PROMPT: Starting from the line that contains "Where can the shirt", reproduce each line exactly through the end of the material, and include no other lines.

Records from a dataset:

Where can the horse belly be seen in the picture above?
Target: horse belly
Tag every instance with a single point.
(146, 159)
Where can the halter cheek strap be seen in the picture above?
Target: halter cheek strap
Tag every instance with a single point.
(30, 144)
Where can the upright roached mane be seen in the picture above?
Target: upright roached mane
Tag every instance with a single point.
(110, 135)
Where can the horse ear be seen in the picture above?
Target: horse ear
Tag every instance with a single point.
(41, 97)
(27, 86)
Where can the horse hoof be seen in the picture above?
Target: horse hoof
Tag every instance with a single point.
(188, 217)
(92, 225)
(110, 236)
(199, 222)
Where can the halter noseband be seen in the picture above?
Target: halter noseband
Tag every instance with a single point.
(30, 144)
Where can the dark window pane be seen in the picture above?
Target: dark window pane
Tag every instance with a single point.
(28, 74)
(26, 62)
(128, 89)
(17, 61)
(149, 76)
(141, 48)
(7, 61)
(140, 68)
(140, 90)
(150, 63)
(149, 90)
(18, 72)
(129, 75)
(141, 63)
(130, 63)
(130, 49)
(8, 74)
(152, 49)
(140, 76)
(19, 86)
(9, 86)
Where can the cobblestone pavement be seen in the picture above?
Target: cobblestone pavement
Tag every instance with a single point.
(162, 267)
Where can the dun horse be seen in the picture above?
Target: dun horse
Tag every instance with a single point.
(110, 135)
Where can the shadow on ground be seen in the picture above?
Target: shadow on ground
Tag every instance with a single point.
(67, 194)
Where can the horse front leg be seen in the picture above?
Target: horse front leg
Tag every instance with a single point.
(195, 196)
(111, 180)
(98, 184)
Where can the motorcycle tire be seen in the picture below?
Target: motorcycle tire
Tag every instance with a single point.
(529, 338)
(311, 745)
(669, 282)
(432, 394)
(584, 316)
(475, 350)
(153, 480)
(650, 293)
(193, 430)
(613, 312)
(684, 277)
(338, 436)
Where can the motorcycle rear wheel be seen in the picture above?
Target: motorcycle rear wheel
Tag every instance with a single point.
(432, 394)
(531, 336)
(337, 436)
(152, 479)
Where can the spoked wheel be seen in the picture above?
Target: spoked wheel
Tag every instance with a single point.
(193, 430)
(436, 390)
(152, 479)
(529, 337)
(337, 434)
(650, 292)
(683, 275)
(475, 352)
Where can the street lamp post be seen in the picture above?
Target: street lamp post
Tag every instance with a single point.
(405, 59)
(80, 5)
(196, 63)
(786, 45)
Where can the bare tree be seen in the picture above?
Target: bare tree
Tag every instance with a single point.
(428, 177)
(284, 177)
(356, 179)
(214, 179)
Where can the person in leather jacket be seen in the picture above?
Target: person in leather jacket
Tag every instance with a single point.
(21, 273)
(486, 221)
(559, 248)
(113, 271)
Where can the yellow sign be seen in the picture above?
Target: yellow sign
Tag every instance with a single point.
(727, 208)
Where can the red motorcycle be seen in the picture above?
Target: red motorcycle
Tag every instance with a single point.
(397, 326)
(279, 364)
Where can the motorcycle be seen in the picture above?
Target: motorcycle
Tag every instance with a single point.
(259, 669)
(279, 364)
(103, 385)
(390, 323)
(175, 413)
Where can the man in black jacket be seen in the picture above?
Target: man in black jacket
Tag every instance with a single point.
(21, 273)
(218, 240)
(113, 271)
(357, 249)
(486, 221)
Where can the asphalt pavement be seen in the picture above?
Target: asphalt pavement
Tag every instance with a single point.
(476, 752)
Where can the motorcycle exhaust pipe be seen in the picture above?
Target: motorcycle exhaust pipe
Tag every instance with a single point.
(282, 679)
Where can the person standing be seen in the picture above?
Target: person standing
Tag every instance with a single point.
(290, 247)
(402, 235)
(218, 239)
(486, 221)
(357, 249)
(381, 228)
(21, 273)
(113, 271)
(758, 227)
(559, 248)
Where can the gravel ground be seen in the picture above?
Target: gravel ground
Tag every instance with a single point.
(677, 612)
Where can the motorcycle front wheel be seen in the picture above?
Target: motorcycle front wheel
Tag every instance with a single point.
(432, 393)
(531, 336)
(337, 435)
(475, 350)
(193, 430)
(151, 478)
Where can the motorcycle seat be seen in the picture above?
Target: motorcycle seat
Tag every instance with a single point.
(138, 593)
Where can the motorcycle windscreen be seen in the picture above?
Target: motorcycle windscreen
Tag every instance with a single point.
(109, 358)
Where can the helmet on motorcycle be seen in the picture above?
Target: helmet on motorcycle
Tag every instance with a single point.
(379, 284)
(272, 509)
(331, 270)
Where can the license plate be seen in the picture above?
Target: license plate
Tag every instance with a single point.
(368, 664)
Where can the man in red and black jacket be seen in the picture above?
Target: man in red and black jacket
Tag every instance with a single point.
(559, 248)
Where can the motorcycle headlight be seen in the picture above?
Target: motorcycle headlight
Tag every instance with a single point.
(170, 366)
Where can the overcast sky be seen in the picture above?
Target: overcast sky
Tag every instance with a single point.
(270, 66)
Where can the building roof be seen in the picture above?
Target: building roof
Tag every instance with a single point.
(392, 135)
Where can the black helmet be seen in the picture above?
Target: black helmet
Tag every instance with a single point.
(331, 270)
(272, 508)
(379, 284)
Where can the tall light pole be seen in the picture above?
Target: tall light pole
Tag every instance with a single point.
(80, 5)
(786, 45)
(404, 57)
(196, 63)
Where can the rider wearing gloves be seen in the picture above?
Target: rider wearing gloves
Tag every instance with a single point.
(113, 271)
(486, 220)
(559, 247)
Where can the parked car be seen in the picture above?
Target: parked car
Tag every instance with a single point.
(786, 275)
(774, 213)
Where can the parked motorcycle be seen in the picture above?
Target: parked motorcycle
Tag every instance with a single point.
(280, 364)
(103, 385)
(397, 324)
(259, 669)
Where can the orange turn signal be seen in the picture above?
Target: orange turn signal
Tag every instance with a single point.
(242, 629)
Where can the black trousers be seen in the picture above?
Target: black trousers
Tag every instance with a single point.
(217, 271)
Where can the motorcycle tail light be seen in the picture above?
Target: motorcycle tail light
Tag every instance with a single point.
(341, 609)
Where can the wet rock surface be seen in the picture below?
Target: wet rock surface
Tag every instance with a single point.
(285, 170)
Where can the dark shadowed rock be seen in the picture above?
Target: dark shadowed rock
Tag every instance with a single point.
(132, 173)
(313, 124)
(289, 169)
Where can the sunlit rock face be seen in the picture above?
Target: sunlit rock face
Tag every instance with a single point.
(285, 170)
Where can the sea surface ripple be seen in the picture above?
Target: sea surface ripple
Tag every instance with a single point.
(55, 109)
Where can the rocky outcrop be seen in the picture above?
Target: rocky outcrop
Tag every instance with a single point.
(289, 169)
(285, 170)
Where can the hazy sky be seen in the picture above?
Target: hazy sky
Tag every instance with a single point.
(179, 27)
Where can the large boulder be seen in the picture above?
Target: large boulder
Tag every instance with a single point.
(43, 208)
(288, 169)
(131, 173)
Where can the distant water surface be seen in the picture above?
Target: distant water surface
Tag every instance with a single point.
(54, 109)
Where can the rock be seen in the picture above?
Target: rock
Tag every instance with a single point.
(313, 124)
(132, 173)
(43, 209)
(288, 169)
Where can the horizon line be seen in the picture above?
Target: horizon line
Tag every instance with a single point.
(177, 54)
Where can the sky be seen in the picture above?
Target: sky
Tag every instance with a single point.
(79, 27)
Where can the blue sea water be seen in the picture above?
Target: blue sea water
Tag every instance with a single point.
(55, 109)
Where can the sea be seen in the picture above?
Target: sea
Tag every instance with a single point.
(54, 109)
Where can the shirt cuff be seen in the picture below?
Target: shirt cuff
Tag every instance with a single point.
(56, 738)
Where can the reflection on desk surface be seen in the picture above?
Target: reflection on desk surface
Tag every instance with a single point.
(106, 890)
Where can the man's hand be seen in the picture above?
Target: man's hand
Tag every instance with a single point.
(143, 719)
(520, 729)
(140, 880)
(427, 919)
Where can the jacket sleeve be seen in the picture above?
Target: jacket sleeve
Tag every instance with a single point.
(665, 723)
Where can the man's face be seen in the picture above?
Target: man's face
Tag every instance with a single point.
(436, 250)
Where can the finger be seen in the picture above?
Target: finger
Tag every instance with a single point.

WRITTEN SOLUTION:
Where can the shirt cuff be seen in the picture below?
Target: shirt cuff
Tag every instance with a single point.
(56, 738)
Where can the reflection on desk surface be seen in the picture above?
Target: reflection on desk surface
Tag every instance with a single point.
(106, 890)
Where can the man's hand be seen in the picture above?
Target: man's hand
Tag every instance with a single point.
(143, 719)
(520, 729)
(140, 880)
(427, 919)
Where can the jacket sleeve be seen in the picture above?
Target: jacket sleeve
Tag every instance with a single point.
(665, 723)
Where can the man's face be seen in the picture above?
Target: man's face
Tag every instance with a single point.
(436, 250)
Where can the finger be seen in the picture above?
Target: finger
Tag every instance with a single point.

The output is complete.